=== Source material ===

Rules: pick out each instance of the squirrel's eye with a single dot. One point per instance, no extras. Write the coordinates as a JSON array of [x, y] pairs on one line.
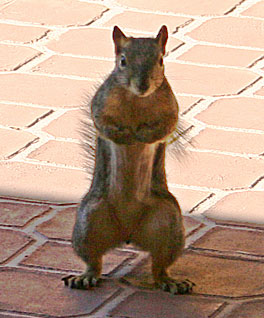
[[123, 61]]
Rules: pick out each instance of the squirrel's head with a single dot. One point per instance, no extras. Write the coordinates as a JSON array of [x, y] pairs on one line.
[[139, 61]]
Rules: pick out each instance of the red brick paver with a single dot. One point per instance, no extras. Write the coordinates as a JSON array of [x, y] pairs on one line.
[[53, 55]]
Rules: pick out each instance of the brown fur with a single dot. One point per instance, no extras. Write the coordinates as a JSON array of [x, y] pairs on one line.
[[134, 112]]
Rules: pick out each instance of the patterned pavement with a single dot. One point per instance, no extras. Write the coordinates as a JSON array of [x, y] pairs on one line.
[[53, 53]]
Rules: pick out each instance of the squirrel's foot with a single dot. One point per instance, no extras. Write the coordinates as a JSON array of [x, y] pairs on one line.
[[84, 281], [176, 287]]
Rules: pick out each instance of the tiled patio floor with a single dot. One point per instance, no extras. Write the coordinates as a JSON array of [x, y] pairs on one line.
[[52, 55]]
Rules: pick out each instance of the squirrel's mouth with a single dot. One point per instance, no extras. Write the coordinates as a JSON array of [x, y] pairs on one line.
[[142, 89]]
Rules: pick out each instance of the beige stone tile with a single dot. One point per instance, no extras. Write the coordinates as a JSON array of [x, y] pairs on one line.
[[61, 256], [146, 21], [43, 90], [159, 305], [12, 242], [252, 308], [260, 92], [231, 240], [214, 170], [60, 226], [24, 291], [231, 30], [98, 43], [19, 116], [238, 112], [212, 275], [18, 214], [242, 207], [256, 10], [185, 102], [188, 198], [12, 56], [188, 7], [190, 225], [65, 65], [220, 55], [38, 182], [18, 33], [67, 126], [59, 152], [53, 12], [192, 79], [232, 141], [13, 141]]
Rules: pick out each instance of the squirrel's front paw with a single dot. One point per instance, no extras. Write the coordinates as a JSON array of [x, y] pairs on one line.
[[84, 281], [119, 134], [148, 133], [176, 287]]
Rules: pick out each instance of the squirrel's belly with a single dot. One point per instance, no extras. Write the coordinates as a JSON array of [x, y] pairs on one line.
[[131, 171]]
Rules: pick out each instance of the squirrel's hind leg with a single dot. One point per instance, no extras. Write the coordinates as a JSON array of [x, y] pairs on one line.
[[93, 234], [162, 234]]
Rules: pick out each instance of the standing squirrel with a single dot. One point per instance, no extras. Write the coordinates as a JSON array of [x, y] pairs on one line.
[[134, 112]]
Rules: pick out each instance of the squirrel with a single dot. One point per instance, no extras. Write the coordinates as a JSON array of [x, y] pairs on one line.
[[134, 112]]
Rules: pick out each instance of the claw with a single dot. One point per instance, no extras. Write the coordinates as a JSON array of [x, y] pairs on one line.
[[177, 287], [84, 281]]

===
=== Source material ===

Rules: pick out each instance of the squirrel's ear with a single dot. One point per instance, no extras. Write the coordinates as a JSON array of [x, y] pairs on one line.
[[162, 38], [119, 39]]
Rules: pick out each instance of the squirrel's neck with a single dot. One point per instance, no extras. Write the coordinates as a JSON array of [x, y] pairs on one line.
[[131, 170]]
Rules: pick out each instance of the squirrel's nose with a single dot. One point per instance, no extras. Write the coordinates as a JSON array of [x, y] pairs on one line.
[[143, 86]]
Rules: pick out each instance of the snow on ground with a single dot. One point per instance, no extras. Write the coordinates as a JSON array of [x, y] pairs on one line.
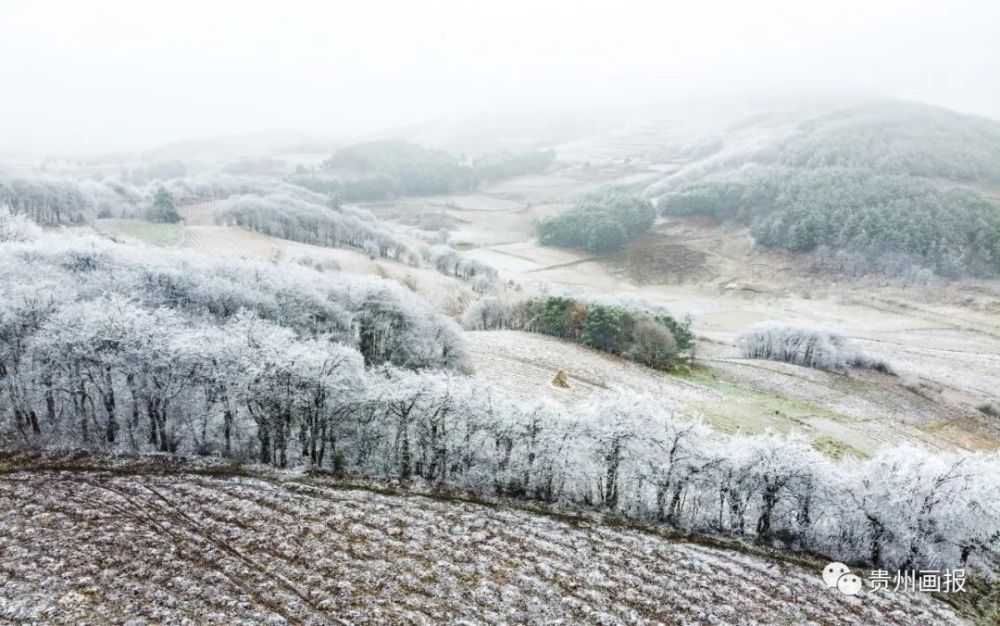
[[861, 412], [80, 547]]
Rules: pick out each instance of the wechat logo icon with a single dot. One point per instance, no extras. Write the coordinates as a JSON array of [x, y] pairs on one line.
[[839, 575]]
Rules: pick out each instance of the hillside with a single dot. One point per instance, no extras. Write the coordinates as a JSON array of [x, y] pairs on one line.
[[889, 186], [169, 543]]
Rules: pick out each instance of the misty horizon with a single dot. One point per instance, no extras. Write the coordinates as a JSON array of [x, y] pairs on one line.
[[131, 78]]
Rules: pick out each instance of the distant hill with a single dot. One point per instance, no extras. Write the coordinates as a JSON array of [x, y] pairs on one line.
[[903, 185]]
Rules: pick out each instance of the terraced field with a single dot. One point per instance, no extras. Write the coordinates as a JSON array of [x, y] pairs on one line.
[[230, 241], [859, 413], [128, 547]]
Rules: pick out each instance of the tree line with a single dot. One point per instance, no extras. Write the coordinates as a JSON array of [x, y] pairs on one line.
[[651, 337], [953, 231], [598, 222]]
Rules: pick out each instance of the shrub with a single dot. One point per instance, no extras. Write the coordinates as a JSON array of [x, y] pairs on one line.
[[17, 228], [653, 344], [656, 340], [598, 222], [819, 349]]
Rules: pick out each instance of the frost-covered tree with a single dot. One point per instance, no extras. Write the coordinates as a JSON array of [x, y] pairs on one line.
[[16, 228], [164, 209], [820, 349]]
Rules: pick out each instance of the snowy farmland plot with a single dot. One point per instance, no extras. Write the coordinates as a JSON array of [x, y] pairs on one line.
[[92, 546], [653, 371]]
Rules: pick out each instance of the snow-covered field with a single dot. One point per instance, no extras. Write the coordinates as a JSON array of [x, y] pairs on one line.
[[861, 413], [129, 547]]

===
=== Source material ===

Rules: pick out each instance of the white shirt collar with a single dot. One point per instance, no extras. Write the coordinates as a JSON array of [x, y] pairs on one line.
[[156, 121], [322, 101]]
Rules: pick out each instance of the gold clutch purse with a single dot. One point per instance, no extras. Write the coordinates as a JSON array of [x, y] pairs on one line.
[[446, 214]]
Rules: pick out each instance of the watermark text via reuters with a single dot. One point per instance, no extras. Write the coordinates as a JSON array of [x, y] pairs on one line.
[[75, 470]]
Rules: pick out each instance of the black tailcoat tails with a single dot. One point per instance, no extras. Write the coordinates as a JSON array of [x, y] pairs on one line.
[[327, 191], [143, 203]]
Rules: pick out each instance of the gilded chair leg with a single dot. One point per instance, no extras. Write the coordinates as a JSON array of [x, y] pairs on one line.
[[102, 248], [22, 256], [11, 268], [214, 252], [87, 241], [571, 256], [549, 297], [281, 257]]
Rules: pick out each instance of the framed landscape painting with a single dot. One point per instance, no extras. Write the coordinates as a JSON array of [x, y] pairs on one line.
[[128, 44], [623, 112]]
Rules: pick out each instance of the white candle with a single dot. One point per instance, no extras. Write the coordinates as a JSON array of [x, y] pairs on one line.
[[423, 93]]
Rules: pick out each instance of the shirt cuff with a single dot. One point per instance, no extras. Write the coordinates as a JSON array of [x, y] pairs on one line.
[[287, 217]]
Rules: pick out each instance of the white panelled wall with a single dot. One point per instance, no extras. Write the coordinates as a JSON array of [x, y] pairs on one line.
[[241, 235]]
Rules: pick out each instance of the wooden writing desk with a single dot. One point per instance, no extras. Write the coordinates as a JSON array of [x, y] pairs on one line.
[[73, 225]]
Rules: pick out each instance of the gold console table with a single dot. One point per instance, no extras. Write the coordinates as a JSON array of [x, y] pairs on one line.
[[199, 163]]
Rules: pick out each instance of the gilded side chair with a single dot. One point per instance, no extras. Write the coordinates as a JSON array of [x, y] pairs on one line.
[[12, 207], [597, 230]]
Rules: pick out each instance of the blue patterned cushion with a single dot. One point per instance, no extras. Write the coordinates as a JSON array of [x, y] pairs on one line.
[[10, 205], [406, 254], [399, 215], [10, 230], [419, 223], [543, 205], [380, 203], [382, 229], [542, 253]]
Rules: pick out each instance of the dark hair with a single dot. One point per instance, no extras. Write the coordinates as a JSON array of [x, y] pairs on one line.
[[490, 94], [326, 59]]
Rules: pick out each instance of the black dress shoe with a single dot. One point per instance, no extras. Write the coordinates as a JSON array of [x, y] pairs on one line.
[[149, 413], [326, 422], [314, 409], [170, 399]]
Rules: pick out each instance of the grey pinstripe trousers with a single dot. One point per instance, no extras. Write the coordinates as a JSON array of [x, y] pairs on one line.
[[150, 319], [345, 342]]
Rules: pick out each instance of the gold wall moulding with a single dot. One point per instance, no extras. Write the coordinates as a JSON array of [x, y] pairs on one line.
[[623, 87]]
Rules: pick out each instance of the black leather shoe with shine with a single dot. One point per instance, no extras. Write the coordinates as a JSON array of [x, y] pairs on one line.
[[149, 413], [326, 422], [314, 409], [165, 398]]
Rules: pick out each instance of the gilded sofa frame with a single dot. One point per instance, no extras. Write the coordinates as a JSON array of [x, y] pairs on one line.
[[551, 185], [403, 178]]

===

* Work required: Rewrite the material from the line with "Rules: pick out each instance of the frost-covered" up to and including the line with "[[92, 546], [653, 371]]", putting "single marker" in place of "single dot" and leaving everything else the same.

* Full response:
Rules: pick out each instance of the frost-covered tree with a single marker. One point per instance, no extras. Write the coordinates as a JSON array of [x, y] pairs on one line.
[[16, 228], [164, 209], [820, 349]]
Rules: pick out each instance of the snowy farmland plot with a single marker. One point per instance, no extras. Write the coordinates as a JSON array of [x, y] pairs on one line.
[[92, 546], [653, 371]]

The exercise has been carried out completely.